### [INFORMATION]
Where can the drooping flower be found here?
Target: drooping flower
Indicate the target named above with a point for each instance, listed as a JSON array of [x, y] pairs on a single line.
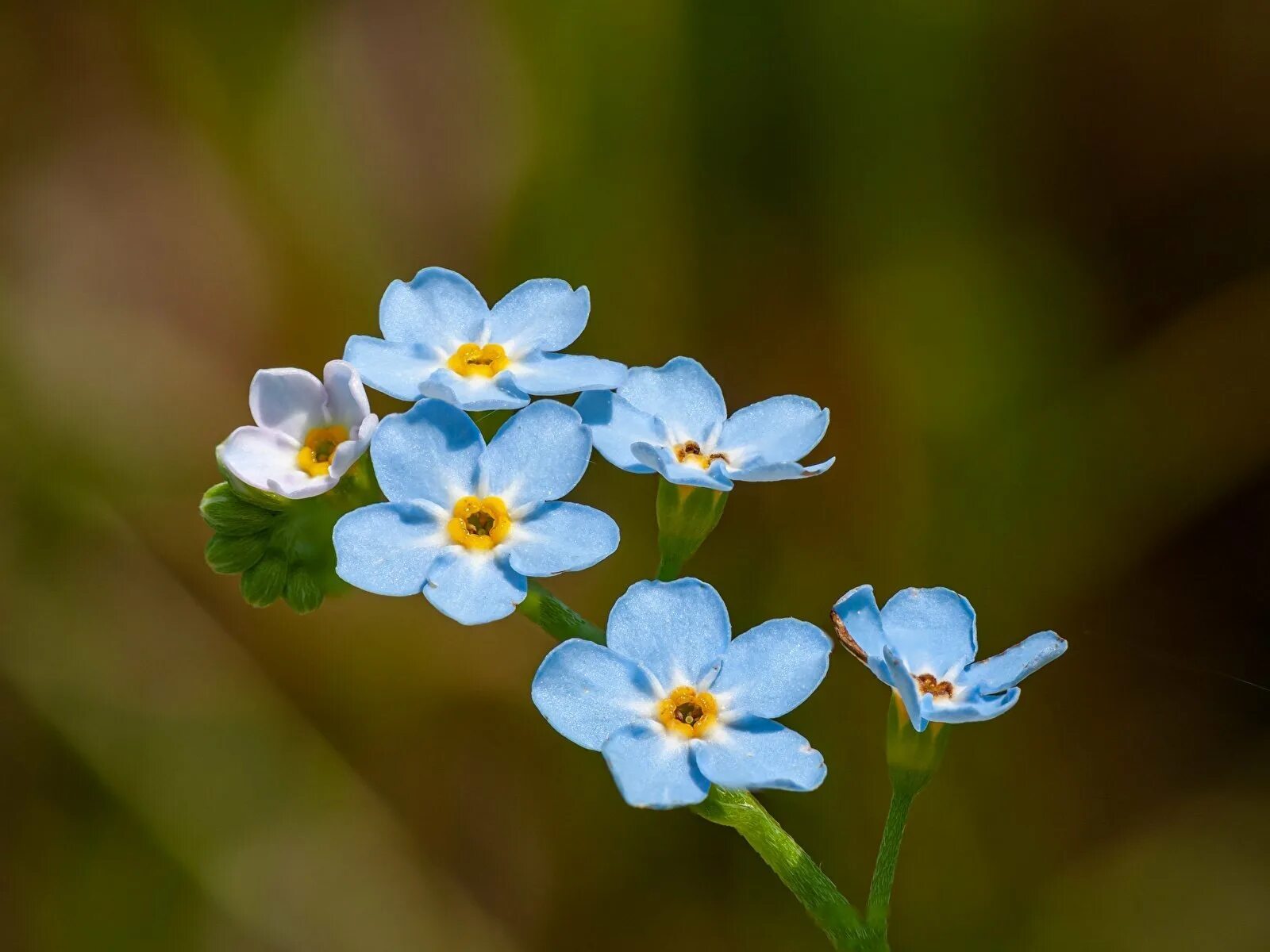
[[673, 420], [442, 340], [675, 704], [924, 643], [467, 524], [309, 432]]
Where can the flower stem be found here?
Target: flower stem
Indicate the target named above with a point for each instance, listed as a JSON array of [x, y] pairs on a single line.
[[787, 860], [556, 617], [888, 854]]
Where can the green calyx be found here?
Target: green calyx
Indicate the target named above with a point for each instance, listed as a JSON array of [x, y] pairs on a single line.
[[685, 517], [912, 757], [283, 547]]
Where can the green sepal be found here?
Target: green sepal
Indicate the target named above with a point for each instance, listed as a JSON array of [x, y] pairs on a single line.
[[685, 517], [283, 546], [912, 757], [230, 514], [230, 555], [264, 583], [302, 592]]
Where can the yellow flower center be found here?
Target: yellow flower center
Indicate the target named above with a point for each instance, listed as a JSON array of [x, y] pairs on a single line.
[[930, 685], [691, 452], [689, 712], [314, 456], [479, 524], [476, 361]]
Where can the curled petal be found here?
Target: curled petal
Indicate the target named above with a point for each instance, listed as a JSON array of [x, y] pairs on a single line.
[[616, 427], [389, 547], [653, 770], [755, 753], [545, 314], [552, 374], [587, 692], [438, 309], [683, 393], [562, 537], [677, 630], [474, 588], [537, 455]]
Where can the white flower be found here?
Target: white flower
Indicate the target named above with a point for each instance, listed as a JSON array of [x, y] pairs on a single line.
[[309, 433]]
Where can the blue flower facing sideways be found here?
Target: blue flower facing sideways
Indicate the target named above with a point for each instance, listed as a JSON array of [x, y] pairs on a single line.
[[442, 340], [924, 643], [673, 420], [676, 704], [467, 524]]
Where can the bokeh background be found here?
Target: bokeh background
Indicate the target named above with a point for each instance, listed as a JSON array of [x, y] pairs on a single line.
[[1022, 251]]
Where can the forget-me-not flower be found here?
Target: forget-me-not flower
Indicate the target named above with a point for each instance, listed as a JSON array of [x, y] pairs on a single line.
[[675, 704], [467, 524], [442, 340], [924, 643], [309, 432], [673, 420]]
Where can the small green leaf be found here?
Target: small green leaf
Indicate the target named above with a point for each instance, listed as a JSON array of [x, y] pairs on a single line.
[[302, 592], [264, 582], [685, 517], [230, 555], [228, 514]]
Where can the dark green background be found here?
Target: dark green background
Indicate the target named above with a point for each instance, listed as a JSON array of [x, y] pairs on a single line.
[[1022, 251]]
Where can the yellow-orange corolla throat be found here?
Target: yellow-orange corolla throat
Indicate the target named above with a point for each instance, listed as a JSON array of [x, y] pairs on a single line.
[[689, 712], [476, 361], [314, 456], [691, 452], [479, 524]]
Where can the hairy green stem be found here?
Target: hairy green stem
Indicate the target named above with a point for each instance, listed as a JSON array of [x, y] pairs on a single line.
[[791, 862], [888, 856]]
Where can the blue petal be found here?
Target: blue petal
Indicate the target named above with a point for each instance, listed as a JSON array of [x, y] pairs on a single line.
[[393, 368], [429, 452], [537, 455], [475, 393], [440, 309], [972, 708], [774, 668], [662, 460], [755, 753], [615, 425], [775, 473], [562, 537], [587, 692], [933, 630], [677, 630], [906, 685], [474, 588], [779, 429], [859, 624], [389, 547], [653, 770], [1005, 670], [683, 393], [552, 374], [544, 314]]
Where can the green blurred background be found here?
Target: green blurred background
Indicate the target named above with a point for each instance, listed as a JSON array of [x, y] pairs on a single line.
[[1022, 251]]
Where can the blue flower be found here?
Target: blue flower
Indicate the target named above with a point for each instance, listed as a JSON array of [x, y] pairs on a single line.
[[467, 524], [672, 420], [676, 704], [309, 432], [922, 644], [442, 340]]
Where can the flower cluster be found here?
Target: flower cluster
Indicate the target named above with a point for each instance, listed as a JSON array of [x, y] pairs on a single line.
[[671, 700]]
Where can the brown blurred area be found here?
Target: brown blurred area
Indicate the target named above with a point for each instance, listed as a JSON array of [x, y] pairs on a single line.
[[1022, 251]]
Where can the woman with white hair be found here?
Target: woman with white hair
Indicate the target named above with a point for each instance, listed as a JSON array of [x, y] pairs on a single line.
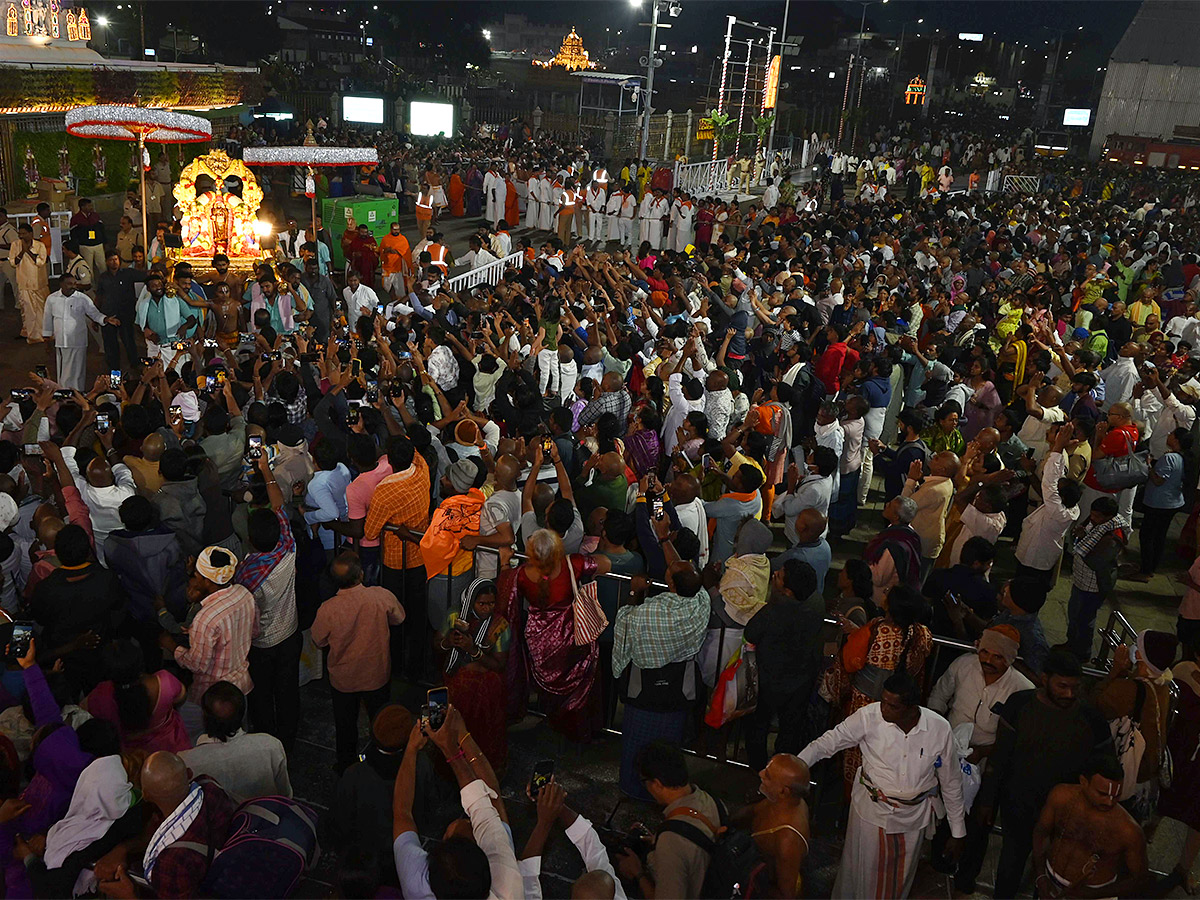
[[544, 636]]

### [YOUR ASSIGNMENT]
Reproduce each line from the data that has "woman" in it.

### [RESULT OF THE EXERCISE]
Where can the woman with white hair be found here?
Target: woman with white hair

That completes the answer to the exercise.